▸ Data for processing
++++
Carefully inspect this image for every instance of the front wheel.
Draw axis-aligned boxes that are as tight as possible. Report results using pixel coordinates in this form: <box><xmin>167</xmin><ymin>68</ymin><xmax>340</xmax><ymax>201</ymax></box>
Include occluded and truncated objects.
++++
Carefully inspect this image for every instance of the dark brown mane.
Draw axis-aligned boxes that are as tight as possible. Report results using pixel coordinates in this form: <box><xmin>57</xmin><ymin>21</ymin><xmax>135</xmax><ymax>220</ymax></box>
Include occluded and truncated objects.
++++
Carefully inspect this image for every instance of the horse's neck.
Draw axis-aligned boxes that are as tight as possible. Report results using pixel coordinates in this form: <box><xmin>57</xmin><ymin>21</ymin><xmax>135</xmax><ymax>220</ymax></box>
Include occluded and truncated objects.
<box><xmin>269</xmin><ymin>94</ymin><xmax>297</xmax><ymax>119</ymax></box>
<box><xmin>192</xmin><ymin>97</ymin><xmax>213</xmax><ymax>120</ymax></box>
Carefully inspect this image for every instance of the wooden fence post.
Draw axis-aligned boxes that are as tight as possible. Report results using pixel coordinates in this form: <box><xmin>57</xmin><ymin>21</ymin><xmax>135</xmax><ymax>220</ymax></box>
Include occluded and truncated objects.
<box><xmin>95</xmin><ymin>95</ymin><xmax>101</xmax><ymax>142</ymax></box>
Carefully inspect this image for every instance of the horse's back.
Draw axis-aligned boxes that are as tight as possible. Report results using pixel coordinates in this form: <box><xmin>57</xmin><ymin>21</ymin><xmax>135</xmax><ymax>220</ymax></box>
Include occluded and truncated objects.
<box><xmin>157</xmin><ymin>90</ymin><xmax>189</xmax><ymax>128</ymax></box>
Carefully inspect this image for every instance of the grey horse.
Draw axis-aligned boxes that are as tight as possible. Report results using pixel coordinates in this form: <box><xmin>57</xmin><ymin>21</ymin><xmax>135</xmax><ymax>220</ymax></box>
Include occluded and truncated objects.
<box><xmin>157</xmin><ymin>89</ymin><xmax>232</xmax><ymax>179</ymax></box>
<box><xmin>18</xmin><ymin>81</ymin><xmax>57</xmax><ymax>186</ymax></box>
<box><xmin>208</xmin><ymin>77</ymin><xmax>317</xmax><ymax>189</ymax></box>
++++
Working through the data above, find every line holding "horse" and copy it.

Carefully inspect this image for every instance of the horse's neck.
Carefully inspect this image for every instance of the horse's back.
Carefully inspect this image for every instance of the grey horse.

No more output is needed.